Ortega Fener'den nasıl kaçtı?
Fenerbahçe'nin eski oyuncularından Ali Güneş, Ortega'nın nasıl yaşadıklarını ve nasıl kaçtığını açıkladı!..
Bir dönem Fenerbahçe ve Beşiktaş'ta forma giyen Ali Güneş ilginç
açıklamalarda bulundu. Ali Güneş, "Ortega hocadan lavaboya gitmek
için izin istedi ve bir daha geri dönmedi" dedi.
Türk futbolseverler Ali Güneş'i Almanya'nın Freiburg takımından
2000-2001 sezonunda Fenerbahçe'ye transfer olduğu gün tanıdı.
Sessiz sedasız F.Bahçe'ye imza atan gurbetçi futbolcu orta sahada
adeta arı gibi çalışınca kısa zamanda Sarı-Lacivertli takımın
değişmez ismi oldu.
Hele F.Bahçe'nin G.Saray'ı 2-1 mağlup ettiği maçta takımı adına
kritik bir gole imza atınca popülaritesini iyice artırdı.
Sarı-Lacivertli forma ile biri Mustafa Denizli, biri de Christoph
Daum döneminde olmak üzere toplam iki kez şampiyonluk sevinci
yaşadı.
Ancak 2004-05 sezonun başlangıcında Daum ile arası açılan tecrübeli
futbolcu, soluğu Beşiktaş'ta aldı. Siyah-Beyazlı takımda da sadece
işini yapmaya çalışan ve profesyonelliği elden bırakmayan Ali
Güneş, 3 sezon burada top koşturdu.
Gurbetçi futbolcu, Jean Tigana ile sorun yaşayınca Türkiye'den
ayrılma kararı aldı ve 2007-08 sezonunda tekrar Almanya'daki ilk
takımı Freiburg'a döndü.
Süper Lig'de iki büyük kulübümüzde dolu dolu 8 yıl geçiren ünlü
futbolcu sessizliğini Zaman'a bozdu. Soruları içtenlikle ceveplayan
Ali Güneş, Türkiye'de yaşadığı ilginç olayları paylaştı.
Ali Güneş'in, Zaman Gazetesi'nde yer alan röportajı şöyle:
F.Bahçe'ye gelmeden önce Freiburg'da sürekli oynayan ve
geleceği olan bir oyuncuydun. Türkiye'yi neden tercih
ettin?
Benim hayalimde her zaman Türkiye'nin en iyi takımlarında forma
giymek vardı. Her ne kadar Almanya'da doğmuş olsam da Türkiye'ye
ait olduğumu düşünüyordum ve F.Bahçe'den gelen teklifi kabul ettim.

• • •

* Görev A
Listenin "Spot each snow on roof in the picture above." ifadesini içeren satırla açılıp "[415,204,640,257]" ifadesini içeren satırla kapanan bölümündeki satırların tamamını, iki uç satır da dahil olmak üzere yeniden yazın. Bunu yaparken köşeli parantez içindeki koordinat değerlerini 0,85 ile çarparak ölçekleyin ve sonuçları tam sayıya yuvarlayın (yarımlar yukarı yuvarlanır).

* Verilen Liste

• • •

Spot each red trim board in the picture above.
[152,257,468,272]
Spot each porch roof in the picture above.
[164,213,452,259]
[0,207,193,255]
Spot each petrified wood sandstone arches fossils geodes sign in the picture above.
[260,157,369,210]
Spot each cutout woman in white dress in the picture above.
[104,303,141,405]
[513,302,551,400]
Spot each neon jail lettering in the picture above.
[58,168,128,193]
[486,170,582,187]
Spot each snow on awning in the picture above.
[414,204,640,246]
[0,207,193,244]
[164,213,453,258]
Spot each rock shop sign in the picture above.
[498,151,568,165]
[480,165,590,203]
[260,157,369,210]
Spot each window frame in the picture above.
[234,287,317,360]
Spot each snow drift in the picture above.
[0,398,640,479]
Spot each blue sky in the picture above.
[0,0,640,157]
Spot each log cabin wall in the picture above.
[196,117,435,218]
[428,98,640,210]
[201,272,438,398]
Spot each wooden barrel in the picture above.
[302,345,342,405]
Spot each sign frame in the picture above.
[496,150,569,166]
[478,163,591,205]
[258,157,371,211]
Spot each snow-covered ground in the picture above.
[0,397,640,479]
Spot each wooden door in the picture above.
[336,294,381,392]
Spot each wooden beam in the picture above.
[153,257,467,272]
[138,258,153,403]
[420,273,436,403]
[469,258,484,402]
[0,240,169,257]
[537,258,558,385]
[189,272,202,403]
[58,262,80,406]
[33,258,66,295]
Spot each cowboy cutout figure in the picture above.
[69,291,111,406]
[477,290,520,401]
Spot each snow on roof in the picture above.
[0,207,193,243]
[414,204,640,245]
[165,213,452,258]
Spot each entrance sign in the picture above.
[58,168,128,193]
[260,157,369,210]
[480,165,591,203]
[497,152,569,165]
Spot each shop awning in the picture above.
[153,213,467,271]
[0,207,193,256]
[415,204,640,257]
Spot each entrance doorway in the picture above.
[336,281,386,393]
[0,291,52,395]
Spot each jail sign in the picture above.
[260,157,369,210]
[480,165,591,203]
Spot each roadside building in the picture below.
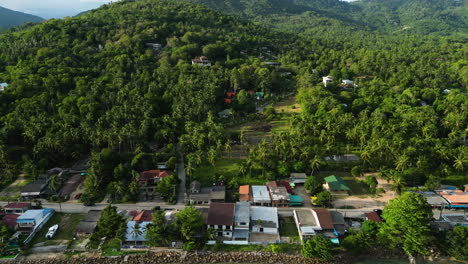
[252,185,271,206]
[289,172,307,184]
[206,203,235,238]
[2,214,19,230]
[419,192,449,208]
[250,206,279,234]
[137,170,174,195]
[185,182,226,205]
[239,185,252,202]
[3,203,31,214]
[323,175,351,195]
[75,210,102,237]
[364,212,382,223]
[329,210,346,236]
[124,221,151,246]
[438,190,468,209]
[21,175,53,200]
[293,209,321,241]
[266,181,290,207]
[322,75,333,87]
[232,202,250,244]
[192,56,211,67]
[133,210,153,223]
[441,214,468,227]
[16,208,55,234]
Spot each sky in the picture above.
[0,0,118,19]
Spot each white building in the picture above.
[322,75,333,87]
[206,203,235,238]
[125,221,151,245]
[250,206,279,234]
[252,185,271,206]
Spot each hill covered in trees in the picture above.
[0,7,44,31]
[182,0,468,36]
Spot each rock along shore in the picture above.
[19,251,347,264]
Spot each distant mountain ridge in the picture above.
[181,0,468,35]
[0,7,44,30]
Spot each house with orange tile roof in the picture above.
[239,185,252,202]
[438,190,468,208]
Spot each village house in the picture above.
[137,170,174,195]
[252,185,271,206]
[323,154,360,163]
[323,175,351,196]
[0,83,8,92]
[437,190,468,208]
[3,203,31,215]
[293,209,321,241]
[329,210,346,236]
[75,210,102,237]
[419,192,449,208]
[239,185,252,202]
[16,208,55,234]
[289,172,307,185]
[267,181,290,207]
[293,208,338,244]
[2,214,20,230]
[206,203,235,239]
[192,56,211,67]
[250,206,279,234]
[232,202,250,244]
[21,175,54,200]
[146,43,162,51]
[185,181,226,205]
[124,221,151,246]
[364,212,382,223]
[133,210,153,222]
[322,75,333,87]
[441,214,468,227]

• • •

* Görev B
Okuma parçasının "Gurbetçi futbolcu, Jean" sözcüklerini içeren yerle başlayıp "ilginç olayları paylaştı." sözcüklerini içeren yerle biten bölümünü olduğu gibi aktarın.

* Beklenen Sonuç A
Spot each snow on roof in the picture above.
[0,176,164,207]
[352,173,544,208]
[140,181,384,219]
Spot each entrance sign in the picture above.
[49,143,109,164]
[221,133,314,179]
[408,140,502,173]
[422,129,484,140]
Spot each shop awning in the picture above.
[130,181,397,230]
[0,176,164,218]
[353,173,544,218]

* Beklenen Sonuç B
Gurbetçi futbolcu, Jean Tigana ile sorun yaşayınca Türkiye'den
ayrılma kararı aldı ve 2007-08 sezonunda tekrar Almanya'daki ilk
takımı Freiburg'a döndü.
Süper Lig'de iki büyük kulübümüzde dolu dolu 8 yıl geçiren ünlü
futbolcu sessizliğini Zaman'a bozdu. Soruları içtenlikle ceveplayan
Ali Güneş, Türkiye'de yaşadığı ilginç olayları paylaştı.